### Extrait:

◆ ◆ ◆

Les textes narratifs, ils permettent aux élèves de découvrir des nouveaux styles de lecture, de nouveaux auteurs, des collections. Par exemple, il y a eu la fièvre des Geronimo Stilton dans la classe. Quand on est allé au Salon du livre, ils en ont tous acheté. Je trouve que ça présente aux élèves une autre perspective de leur lire des histoires différentes. Et ça les aide aussi à choisir leurs livres à la bibliothèque, et pour leur lecture autonome par la suite.

D’autre part, certaines enseignantes choisissent plus souvent de lire des textes narratifs aux élèves, car elles les associent au plaisir et à la détente que procure la lecture. Pour Isabel, la lecture d’un texte narratif aux élèves est synonyme d’un moment de détente qui est apprécié par les élèves :

Lorsque je lis des livres aux élèves, ce sont souvent des histoires drôles. Ils aiment rire. C’est un moment de détente. Ils trouvent ça drôle que Madame se permette de faire des p’tites folies (rire). J’essaie aussi de choisir des livres qu’ils ont déjà lus, parce que je pense que c’est important de leur faire comprendre qu’on peut lire des livres souvent. Quand je choisis les livres, c’est justement pour donner cet effet de détente. Les enfants lisent beaucoup dans une journée, mais c’est rarement pour se détendre ; c’est pour le travail. Il faut apprendre à lire comme passe-temps.

D’autres enseignantes optent pour les textes narratifs qui, selon elles, proposent des thèmes en lien avec le vécu des élèves. Comme l’indique Vicky : Ces histoires sont créées à partir du vécu des élèves. Les auteurs écrivent souvent des histoires qui vont chercher un lien affectif chez l’enfant. Enfin, la présence des illustrations est aussi un facteur qui incite des enseignantes à opter pour des textes narratifs lors de la lecture aux élèves. Pour Denise, ce facteur est important : Je choisis les textes narratifs parce que ce sont de belles histoires qui sont bien illustrées. C’est ce qui attire les enfants. On ne trouve pas ça dans les autres livres.

◆ ◆ ◆

### Matériel fourni:
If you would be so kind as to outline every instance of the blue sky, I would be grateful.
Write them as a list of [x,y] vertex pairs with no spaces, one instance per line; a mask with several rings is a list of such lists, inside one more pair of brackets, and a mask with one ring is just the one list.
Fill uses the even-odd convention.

◆ ◆ ◆

### Consigne:
Pouvez-vous recopier le passage de l'extrait sur les textes narratifs qui va de « Les textes narratifs, ils » jusqu'à « par la suite. », en remplaçant « bibliothèque » par « librairie » ?

### Bonne réponse:
Les textes narratifs, ils permettent aux élèves de découvrir des nouveaux styles de lecture, de nouveaux auteurs, des collections. Par exemple, il y a eu la fièvre des Geronimo Stilton dans la classe. Quand on est allé au Salon du livre, ils en ont tous acheté. Je trouve que ça présente aux élèves une autre perspective de leur lire des histoires différentes. Et ça les aide aussi à choisir leurs livres à la librairie, et pour leur lecture autonome par la suite.